PROBLEM STATEMENT:
Each line below needs to be printed again exactly.

Start of GIVEN DATA

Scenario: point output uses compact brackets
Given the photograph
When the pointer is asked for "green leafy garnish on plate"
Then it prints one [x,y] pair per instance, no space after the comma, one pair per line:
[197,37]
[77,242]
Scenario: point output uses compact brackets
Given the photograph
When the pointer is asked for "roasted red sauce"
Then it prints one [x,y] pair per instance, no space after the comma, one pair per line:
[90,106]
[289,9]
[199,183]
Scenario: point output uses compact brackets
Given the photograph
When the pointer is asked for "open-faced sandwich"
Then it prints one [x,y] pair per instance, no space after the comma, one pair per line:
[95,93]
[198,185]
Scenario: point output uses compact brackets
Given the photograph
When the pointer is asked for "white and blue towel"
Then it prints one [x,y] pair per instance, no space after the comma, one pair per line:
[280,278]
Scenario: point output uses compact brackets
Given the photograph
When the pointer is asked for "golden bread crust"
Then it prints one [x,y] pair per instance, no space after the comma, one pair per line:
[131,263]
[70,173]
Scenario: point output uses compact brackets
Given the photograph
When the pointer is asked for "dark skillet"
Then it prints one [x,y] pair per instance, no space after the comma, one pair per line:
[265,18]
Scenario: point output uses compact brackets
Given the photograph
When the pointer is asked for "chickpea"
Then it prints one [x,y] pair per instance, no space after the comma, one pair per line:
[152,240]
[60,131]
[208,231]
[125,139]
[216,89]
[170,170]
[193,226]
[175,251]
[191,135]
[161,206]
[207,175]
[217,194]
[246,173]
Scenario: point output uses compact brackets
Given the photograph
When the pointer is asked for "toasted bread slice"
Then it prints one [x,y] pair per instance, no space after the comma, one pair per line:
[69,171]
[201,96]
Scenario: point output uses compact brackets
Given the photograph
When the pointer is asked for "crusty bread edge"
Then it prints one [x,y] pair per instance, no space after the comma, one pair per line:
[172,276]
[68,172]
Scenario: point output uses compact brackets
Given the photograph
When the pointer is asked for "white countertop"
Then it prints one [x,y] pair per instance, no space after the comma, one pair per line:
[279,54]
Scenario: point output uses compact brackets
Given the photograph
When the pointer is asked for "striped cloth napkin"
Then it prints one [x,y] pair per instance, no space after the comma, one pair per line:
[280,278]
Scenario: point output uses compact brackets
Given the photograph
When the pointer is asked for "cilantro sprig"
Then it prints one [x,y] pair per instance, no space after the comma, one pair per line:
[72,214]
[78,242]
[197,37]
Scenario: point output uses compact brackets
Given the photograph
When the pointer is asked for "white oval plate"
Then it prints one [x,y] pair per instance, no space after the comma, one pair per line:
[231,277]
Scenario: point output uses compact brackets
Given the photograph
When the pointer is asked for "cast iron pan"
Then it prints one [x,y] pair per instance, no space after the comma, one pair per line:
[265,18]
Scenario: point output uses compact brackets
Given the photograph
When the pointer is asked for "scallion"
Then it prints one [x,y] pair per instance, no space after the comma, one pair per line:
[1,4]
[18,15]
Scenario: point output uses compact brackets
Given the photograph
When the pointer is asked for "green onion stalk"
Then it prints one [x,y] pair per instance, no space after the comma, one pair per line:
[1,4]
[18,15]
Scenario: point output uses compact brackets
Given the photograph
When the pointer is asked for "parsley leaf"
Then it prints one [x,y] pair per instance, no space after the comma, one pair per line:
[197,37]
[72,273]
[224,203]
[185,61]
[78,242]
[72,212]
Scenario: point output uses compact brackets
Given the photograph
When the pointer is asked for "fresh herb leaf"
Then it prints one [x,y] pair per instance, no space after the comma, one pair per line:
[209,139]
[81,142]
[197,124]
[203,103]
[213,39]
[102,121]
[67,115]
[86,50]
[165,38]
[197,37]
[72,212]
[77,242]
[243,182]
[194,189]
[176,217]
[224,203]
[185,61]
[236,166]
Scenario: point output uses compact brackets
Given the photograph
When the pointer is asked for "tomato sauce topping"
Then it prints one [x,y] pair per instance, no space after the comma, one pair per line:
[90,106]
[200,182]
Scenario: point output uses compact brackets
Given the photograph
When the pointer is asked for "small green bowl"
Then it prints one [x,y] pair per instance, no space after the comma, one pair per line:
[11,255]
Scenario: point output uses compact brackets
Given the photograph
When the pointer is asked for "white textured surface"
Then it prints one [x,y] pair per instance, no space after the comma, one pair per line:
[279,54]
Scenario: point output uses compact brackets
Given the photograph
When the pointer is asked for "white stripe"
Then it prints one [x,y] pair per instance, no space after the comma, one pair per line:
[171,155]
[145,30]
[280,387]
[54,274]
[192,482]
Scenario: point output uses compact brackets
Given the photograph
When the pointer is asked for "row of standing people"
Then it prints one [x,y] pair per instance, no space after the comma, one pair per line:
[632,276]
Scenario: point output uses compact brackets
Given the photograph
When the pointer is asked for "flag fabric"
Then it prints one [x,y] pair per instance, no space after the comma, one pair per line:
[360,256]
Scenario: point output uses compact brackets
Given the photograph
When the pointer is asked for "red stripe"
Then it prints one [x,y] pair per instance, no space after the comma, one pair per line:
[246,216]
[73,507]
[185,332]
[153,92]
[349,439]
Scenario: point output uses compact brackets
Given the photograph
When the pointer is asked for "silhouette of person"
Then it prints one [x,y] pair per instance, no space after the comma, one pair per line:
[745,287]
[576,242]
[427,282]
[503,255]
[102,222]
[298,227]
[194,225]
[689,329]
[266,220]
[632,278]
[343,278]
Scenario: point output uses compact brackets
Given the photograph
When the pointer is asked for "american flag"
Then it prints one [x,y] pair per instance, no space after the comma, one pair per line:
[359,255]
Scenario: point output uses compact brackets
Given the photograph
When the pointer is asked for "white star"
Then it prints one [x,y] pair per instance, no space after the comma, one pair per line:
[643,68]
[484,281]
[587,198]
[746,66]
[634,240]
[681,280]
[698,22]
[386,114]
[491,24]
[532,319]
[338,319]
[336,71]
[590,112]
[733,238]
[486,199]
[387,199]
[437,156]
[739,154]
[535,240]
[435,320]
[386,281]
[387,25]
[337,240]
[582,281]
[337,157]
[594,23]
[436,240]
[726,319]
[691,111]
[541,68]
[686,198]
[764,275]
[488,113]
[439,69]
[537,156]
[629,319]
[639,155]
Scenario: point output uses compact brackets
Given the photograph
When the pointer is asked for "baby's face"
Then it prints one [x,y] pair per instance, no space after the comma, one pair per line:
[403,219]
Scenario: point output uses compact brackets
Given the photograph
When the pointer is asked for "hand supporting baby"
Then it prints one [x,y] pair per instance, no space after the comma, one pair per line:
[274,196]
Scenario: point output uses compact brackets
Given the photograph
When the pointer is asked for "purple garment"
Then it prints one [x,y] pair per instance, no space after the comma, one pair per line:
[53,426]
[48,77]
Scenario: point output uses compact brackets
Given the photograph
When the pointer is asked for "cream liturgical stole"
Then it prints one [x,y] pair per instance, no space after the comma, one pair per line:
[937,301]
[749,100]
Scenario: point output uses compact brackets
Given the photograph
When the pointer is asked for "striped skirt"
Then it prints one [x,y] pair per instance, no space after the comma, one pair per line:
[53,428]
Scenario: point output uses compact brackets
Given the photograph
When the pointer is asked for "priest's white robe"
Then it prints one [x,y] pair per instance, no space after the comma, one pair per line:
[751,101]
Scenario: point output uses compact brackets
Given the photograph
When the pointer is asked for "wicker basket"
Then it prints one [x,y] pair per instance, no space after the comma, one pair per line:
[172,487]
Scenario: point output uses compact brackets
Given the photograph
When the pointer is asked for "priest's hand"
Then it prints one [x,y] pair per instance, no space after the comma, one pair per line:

End of GIVEN DATA

OUTPUT BELOW:
Scenario: point output uses compact brackets
Given the photograph
When the pointer is asked for "green leafy garnish on plate"
Then it prints one [x,y] pair per instance, no space after the comma, one pair per line:
[197,37]
[77,242]
Scenario: point output uses compact brackets
Given the photograph
When the pointer is asked for "roasted red sauce"
Then it prints one [x,y] pair per instance, no space after the comma, one pair per line:
[90,106]
[289,9]
[199,183]
Scenario: point output uses compact brackets
Given the photograph
When the pointer is asked for "open-faced sandwich"
Then it prints one [x,y] pair per instance, no space after the comma, one pair per line:
[95,93]
[198,185]
Scenario: point output uses compact brackets
Given the photograph
When the pointer is asked for "white and blue towel"
Then it prints one [x,y] pair per instance, no space after the comma, one pair per line:
[280,278]
Scenario: point output uses compact brackets
Given the photograph
When the pointer is asked for "golden bread crust"
Then it prints one [x,y] pair per instance, no space after the comma, one pair per line:
[131,263]
[70,173]
Scenario: point output uses compact brackets
Given the photograph
When the pointer is asked for "dark skillet"
Then it prints one [x,y] pair per instance, no space after the comma, one pair per line:
[265,18]
Scenario: point output uses compact brackets
Given the photograph
When the pointer is asked for "chickpea"
Then it prints one [x,y] pair per instance, no space after the comma, one pair per line:
[152,240]
[60,131]
[208,231]
[125,139]
[216,89]
[170,170]
[193,226]
[175,251]
[191,135]
[161,206]
[207,175]
[217,194]
[246,173]
Scenario: point output uses compact brackets
Given the photograph
When the pointer is asked for "toasted bread slice"
Then it prints one [x,y] pair per instance, no space after the comma, one pair per line:
[69,171]
[201,96]
Scenario: point output uses compact brackets
Given the photograph
When the pointer is asked for "crusty bread edge"
Then it prints one [x,y] pair per instance, no space after the comma, one pair per line:
[172,276]
[68,172]
Scenario: point output uses compact brackets
Given the photograph
When the pointer is asked for "white countertop"
Then it prints one [x,y] pair per instance, no space after the comma, one pair per line:
[279,54]
Scenario: point output uses compact brackets
Given the photograph
When the pointer is asked for "striped cloth napkin"
Then it prints one [x,y] pair per instance, no space after the comma, one pair per line:
[280,278]
Scenario: point output uses compact brackets
Given the photograph
When the pointer is asked for "cilantro sprig"
Then it prints one [x,y] pair per instance, no space after the comma, one pair per line:
[72,214]
[78,242]
[197,37]
Scenario: point output uses compact brackets
Given the photograph
When the pointer is asked for "white oval plate"
Then it prints one [x,y] pair per instance, no space after the comma, one pair per line:
[231,277]
Scenario: point output uses compact brackets
Given the photograph
When the pointer is asked for "cast iron pan"
Then it prints one [x,y] pair per instance, no space after the comma, one pair per line:
[265,18]
Scenario: point output uses compact brackets
Given the photograph
When the pointer is asked for "scallion"
Then it prints one [x,y] pair per instance, no space after the comma, one pair per line:
[1,4]
[18,15]
Scenario: point output uses compact brackets
Given the photograph
When the pointer is asked for "green onion stalk"
Then it prints one [x,y] pair per instance, no space after the comma, one pair per line:
[1,4]
[18,15]
Scenario: point output uses compact brackets
Given the photograph
When the pointer is asked for "parsley leaf"
Then it prints one [x,y] pair per instance, no space after the comma, one pair per line:
[197,37]
[72,273]
[224,203]
[185,61]
[78,242]
[72,212]
Scenario: point output uses compact brackets
Given the photograph
When the pointer is asked for "fresh herb leaf"
Then it prints one [x,y] pair per instance, no space after the comma, one pair per line:
[209,139]
[81,142]
[197,124]
[203,103]
[213,39]
[102,121]
[67,115]
[86,50]
[165,38]
[197,37]
[72,212]
[77,242]
[243,182]
[194,189]
[176,217]
[224,203]
[185,61]
[236,166]
Scenario: point output uses compact brackets
Given the photograph
When the pointer is asked for "tomato sauce topping"
Then it prints one [x,y] pair per instance, no space after the comma, one pair per line:
[90,106]
[200,182]
Scenario: point output uses compact brackets
Given the photograph
When the pointer is asked for "small green bowl"
Then it prints one [x,y] pair per instance, no space after the comma, one pair per line:
[11,255]
Scenario: point output uses compact brackets
Given the photograph
When the pointer is asked for "white textured surface"
Then it prints one [x,y] pair per instance, no space after the comma, one pair per line:
[279,54]
Scenario: point output uses compact brackets
Given the photograph
When the pointer is asked for "white stripe"
Then it prints one [x,y] pair per instance, no space after the comma, one pair per line:
[171,155]
[145,30]
[280,387]
[54,274]
[192,482]
Scenario: point output uses compact brackets
Given the photograph
When the pointer is asked for "row of standing people"
Then it prints one [x,y] pair per instance, no space after the comma, one pair per line:
[632,276]
Scenario: point output uses compact brackets
Given the photograph
When the pointer is asked for "flag fabric"
Then it prints one [x,y] pair per instance, no space after the comma, one pair per line:
[360,256]
Scenario: point output uses compact brackets
Given the photograph
When the pointer is asked for "red stripe"
Then it prints one [x,y] pair per instance, no space after the comma, one pair per line:
[246,216]
[73,507]
[185,332]
[153,92]
[349,439]
Scenario: point output uses compact brackets
Given the photograph
When the pointer is asked for "silhouette of person"
Then it prints one [x,y] pair per instance, no space after the comma, one pair per line:
[745,287]
[576,242]
[427,282]
[503,255]
[102,222]
[298,227]
[194,225]
[689,329]
[266,220]
[632,278]
[343,278]
Scenario: point output uses compact brackets
Given the photograph
When the pointer is asked for "american flag"
Then it prints one [x,y] pair per instance, no space after the comma, one pair per line:
[359,255]
Scenario: point output uses compact brackets
Given the photograph
When the pointer is asked for "white star"
Then it prints one [x,y] pair per instance, no space after the comma, one pair per line:
[643,68]
[484,281]
[587,198]
[746,66]
[634,240]
[681,280]
[698,22]
[386,114]
[491,24]
[532,319]
[338,319]
[336,71]
[590,112]
[733,238]
[486,199]
[387,199]
[437,156]
[739,154]
[535,240]
[435,320]
[386,281]
[387,25]
[337,240]
[582,281]
[337,157]
[594,23]
[436,240]
[726,319]
[691,111]
[541,68]
[686,198]
[764,275]
[488,113]
[439,69]
[537,156]
[629,319]
[639,155]
Scenario: point output uses compact brackets
Given the photograph
When the pointer is asked for "baby's face"
Then it prints one [x,y] pair per instance, no space after the comma, one pair per line:
[403,219]
Scenario: point output uses compact brackets
Given the photograph
When the pointer is asked for "hand supporting baby"
Then it prints one [x,y] pair per instance, no space after the comma, one pair per line:
[274,196]
Scenario: point output uses compact brackets
Given the photograph
When the pointer is asked for "purple garment"
Then it prints one [x,y] pair per instance, no space after the comma, one pair per line:
[53,426]
[48,77]
Scenario: point output uses compact brackets
Given the photograph
When the pointer is asked for "cream liturgical stole"
Then it prints one [x,y] pair per instance, no space after the comma, one pair per line:
[937,301]
[749,100]
Scenario: point output uses compact brackets
Given the photograph
When the pointer is asked for "striped skirt"
Then it prints one [x,y] pair per instance, no space after the comma, one pair per line:
[53,428]
Scenario: point output uses compact brackets
Given the photograph
When the pointer is asked for "priest's white robe"
Then it prints one [x,y] pair per instance, no space after the comma, one pair per line:
[751,101]
Scenario: point output uses compact brackets
Given the photograph
When the pointer is asked for "wicker basket"
Then it prints one [x,y] pair per instance, no space after the comma, one pair per line:
[172,487]
Scenario: point output uses compact brackets
Given the photograph
When the pointer is asked for "priest's hand"
Then it prints one [x,y] pair per instance, no space after the comma, one pair per line:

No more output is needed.